> [Activity] Exactly the lines from the one that holds "on the dark" to the end of the data below: retype these and nothing else.

━━━━━ Data extracts ━━━━━

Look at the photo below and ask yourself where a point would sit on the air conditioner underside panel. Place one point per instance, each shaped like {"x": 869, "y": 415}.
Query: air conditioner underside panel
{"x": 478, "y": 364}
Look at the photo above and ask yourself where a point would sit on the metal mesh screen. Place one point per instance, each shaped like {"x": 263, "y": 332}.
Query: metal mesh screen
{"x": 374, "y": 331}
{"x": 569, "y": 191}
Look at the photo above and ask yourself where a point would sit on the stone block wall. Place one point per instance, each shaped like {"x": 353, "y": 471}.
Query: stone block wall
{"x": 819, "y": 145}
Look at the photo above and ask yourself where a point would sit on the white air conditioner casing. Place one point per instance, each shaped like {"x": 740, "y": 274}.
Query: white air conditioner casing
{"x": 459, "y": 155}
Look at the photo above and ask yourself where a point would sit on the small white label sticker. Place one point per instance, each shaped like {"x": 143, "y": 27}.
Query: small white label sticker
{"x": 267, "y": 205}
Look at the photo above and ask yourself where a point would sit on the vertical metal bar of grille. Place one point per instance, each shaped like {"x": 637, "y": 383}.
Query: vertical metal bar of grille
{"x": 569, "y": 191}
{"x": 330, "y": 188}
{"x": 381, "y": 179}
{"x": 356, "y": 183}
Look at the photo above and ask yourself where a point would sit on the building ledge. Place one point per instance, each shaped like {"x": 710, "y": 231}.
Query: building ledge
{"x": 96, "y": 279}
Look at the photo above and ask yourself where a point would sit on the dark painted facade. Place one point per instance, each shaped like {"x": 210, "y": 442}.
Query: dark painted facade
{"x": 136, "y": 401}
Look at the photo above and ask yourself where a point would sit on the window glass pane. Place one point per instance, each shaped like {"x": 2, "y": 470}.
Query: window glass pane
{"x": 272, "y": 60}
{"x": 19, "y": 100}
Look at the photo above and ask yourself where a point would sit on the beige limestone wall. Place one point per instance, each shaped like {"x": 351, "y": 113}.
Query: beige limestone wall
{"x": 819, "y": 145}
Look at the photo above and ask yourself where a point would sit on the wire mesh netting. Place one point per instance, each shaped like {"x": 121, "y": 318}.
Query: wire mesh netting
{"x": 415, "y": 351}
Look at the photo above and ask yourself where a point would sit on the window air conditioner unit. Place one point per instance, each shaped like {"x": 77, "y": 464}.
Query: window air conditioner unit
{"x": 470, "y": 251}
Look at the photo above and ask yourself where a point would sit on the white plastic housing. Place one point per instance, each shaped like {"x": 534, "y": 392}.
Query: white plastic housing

━━━━━

> [Exercise response]
Look at the photo above and ask yourself where a point would sit on the dark painted facade. Place one point per instance, each shaped like {"x": 210, "y": 442}.
Query: dark painted facade
{"x": 136, "y": 401}
Look at the photo above and ask yourself where a point would sit on the window glass pane. Place one point per instance, each shaped like {"x": 2, "y": 470}.
Query: window glass pane
{"x": 272, "y": 60}
{"x": 19, "y": 100}
Look at the photo above and ask yourself where a point would sit on the beige limestone wall. Place one point per instance, each shaped like {"x": 351, "y": 113}.
Query: beige limestone wall
{"x": 819, "y": 145}
Look at the photo above and ask yourself where a point would sit on the wire mesh netting. Place one point per instance, each shaped like {"x": 121, "y": 318}.
Query: wire mesh netting
{"x": 415, "y": 351}
Look at the photo above and ask yourself where a point would sit on the window air conditioner unit. Place one point per instance, each shaped like {"x": 77, "y": 464}.
Query: window air conditioner unit
{"x": 470, "y": 251}
Look at the photo above and ask yourself where a point would sit on the white plastic housing. Place one point per instance, each shaped like {"x": 534, "y": 392}.
Query: white plastic housing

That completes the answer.